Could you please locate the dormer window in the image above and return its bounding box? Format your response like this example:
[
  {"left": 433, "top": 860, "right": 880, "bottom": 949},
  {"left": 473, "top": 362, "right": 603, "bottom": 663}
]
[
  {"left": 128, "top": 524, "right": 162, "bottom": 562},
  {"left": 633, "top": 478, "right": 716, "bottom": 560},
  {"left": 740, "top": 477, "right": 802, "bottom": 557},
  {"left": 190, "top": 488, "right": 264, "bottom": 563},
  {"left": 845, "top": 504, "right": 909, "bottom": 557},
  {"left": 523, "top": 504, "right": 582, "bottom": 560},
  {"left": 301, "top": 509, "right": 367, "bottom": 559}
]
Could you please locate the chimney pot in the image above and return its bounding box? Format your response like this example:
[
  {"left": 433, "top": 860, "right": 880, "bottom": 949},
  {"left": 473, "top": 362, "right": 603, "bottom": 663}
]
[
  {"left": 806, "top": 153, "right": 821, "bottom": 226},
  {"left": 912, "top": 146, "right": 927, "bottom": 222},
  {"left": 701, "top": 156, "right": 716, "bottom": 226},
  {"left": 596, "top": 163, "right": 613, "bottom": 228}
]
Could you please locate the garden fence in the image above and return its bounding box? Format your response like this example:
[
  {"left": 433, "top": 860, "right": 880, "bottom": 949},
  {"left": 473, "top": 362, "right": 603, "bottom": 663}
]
**********
Work to be completed: Scanning the data above, copy out every line where "response" is found.

Answer box:
Could you please locate the dormer window in the image above and return its bounding box? Format your response like this example:
Could you please locate the chimney pot in the image above and return its bounding box? Format your response like this example:
Could you please locate the garden fence in the image above and return its bounding box? Format your response like this example:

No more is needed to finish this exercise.